Stored items
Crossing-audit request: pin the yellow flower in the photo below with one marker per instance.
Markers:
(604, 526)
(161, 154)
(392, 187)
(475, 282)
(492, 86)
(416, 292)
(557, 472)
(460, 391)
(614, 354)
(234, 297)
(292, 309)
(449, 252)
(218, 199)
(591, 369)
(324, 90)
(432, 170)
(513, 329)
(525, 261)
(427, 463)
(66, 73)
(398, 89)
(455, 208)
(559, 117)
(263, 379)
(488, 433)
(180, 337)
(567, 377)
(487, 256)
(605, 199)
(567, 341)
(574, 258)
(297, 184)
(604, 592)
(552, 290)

- **WRITTEN INSTRUCTION**
Copy the items above line for line, with no changes to any character.

- **FINISHED TASK**
Crossing-audit request: pin the yellow flower in the photo below with one marker per instance.
Markers:
(604, 526)
(161, 154)
(392, 187)
(475, 282)
(492, 86)
(416, 292)
(557, 472)
(460, 391)
(614, 354)
(234, 297)
(292, 309)
(449, 252)
(218, 199)
(591, 369)
(324, 90)
(432, 170)
(513, 329)
(525, 261)
(427, 463)
(66, 73)
(398, 89)
(455, 208)
(559, 117)
(263, 379)
(488, 433)
(180, 337)
(567, 377)
(487, 256)
(605, 199)
(567, 341)
(574, 258)
(297, 184)
(604, 592)
(552, 290)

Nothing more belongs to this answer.